Find where "Target: horse's tail of background horse" occurs in the data below, and retype that line and every later line exactly.

──────────────────────────────

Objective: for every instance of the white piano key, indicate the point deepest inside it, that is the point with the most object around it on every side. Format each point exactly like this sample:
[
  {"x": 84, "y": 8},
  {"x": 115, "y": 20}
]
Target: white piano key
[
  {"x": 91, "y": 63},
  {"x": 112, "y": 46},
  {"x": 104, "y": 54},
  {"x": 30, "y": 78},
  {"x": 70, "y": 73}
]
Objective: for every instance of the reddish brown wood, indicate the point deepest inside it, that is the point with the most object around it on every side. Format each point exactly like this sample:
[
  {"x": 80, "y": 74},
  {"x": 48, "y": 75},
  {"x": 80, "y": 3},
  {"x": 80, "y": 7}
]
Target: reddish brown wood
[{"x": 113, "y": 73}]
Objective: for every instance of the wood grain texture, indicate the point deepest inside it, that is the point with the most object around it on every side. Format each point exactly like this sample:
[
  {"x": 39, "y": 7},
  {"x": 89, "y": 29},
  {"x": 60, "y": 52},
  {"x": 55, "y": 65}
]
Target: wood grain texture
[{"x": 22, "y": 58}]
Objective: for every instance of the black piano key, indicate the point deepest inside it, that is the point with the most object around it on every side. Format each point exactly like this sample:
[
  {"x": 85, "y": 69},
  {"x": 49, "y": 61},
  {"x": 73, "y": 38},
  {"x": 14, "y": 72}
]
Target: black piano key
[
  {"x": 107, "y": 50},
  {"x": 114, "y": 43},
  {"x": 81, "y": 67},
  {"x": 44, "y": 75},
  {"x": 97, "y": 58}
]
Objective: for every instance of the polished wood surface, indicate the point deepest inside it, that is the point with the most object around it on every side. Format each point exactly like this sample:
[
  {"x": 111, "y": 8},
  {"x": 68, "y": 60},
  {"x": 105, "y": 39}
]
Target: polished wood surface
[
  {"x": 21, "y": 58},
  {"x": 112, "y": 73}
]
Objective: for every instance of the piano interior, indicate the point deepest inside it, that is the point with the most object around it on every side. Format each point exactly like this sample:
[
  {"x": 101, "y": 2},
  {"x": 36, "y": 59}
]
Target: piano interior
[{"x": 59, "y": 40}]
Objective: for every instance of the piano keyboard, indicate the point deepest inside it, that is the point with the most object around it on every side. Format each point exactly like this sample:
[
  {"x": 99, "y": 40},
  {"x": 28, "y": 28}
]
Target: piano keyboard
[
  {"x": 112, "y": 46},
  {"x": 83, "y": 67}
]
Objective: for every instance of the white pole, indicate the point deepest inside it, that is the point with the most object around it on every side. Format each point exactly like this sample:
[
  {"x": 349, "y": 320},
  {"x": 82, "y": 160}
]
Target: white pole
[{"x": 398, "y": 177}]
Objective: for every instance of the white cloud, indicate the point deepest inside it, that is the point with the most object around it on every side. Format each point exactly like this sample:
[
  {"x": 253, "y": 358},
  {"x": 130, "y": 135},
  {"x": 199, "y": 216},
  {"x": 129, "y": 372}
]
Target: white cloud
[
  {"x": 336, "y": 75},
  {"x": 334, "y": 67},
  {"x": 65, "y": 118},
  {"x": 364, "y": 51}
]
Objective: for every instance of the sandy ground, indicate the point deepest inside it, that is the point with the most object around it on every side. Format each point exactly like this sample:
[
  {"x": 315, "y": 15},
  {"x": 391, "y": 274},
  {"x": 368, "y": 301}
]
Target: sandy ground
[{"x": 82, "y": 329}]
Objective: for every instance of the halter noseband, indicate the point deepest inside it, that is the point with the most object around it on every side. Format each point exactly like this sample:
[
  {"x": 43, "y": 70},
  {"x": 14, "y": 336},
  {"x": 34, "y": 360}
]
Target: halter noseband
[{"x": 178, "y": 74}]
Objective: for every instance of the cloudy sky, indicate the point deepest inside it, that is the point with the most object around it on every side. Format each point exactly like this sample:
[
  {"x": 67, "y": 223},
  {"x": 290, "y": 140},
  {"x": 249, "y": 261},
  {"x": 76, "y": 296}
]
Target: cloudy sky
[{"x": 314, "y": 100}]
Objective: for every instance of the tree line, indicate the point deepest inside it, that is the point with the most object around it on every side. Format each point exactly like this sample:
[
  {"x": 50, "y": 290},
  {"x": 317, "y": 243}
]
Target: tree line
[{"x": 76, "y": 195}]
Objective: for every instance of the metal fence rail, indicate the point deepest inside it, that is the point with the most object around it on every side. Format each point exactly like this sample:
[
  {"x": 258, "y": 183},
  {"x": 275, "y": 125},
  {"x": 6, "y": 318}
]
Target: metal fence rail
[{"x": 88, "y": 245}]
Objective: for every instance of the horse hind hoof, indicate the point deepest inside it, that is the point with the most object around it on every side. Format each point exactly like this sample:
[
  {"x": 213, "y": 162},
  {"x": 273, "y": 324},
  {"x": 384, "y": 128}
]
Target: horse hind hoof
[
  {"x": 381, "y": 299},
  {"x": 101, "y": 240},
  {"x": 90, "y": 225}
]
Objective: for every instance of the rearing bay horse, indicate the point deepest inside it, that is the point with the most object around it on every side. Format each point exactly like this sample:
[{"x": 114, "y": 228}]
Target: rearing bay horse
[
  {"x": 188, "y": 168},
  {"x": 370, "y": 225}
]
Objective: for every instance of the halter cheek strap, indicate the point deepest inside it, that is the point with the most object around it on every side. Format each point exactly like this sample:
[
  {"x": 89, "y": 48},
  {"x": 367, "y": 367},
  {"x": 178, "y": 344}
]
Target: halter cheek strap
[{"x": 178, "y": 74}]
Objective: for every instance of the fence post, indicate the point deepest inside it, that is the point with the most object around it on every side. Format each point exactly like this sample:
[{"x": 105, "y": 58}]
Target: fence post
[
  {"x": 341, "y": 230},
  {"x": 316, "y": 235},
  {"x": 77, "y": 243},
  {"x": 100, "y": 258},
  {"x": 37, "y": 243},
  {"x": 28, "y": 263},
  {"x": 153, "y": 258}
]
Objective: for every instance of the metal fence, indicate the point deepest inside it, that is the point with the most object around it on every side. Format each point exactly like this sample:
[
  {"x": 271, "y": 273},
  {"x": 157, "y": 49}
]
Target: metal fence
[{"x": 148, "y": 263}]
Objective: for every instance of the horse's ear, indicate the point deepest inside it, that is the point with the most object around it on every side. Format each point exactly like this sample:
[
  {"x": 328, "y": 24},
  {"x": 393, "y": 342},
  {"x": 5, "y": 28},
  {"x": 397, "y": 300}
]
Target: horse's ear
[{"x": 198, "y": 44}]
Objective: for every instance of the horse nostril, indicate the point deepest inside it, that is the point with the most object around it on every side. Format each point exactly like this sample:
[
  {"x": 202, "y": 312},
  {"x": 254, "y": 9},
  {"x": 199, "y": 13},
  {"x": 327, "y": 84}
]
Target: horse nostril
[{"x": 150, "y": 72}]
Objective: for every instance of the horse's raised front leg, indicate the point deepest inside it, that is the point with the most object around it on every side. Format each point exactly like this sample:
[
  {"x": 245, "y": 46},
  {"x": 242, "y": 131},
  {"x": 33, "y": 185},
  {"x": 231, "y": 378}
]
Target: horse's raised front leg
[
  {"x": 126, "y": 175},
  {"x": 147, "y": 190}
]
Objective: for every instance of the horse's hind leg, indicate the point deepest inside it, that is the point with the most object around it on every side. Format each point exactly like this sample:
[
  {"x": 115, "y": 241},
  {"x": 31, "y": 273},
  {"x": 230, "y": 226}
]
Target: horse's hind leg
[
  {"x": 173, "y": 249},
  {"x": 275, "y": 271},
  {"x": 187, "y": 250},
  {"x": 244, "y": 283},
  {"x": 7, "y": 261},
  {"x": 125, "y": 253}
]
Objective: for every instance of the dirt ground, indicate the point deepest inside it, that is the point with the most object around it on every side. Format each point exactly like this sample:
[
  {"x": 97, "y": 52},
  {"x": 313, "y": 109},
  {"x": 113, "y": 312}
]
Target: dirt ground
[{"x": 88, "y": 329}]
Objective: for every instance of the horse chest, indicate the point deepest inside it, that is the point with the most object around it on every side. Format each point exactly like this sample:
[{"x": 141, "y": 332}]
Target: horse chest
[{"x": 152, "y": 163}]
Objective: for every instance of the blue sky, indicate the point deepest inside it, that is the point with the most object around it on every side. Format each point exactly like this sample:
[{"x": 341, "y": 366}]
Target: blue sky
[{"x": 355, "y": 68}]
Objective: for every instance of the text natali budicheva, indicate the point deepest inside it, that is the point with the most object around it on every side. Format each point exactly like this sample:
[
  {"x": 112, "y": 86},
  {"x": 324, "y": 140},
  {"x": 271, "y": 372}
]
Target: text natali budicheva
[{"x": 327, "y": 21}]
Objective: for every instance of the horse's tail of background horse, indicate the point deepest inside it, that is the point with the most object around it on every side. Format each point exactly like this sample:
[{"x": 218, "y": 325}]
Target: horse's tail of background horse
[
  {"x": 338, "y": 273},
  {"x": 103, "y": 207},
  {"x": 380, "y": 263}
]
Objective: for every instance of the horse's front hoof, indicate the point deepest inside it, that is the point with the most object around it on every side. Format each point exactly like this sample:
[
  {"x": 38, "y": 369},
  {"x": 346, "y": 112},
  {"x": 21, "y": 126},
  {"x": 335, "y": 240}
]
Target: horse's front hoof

──────────────────────────────

EXERCISE RESPONSE:
Target: horse's tail of background horse
[
  {"x": 338, "y": 273},
  {"x": 103, "y": 207},
  {"x": 380, "y": 263}
]
Objective: for every instance of the horse's front hoof, indicate the point deepest inside it, that is the point with the most object around it on every side. Format each point exactly like this sample:
[
  {"x": 38, "y": 369},
  {"x": 346, "y": 112},
  {"x": 21, "y": 126},
  {"x": 335, "y": 240}
]
Target: horse's front hoof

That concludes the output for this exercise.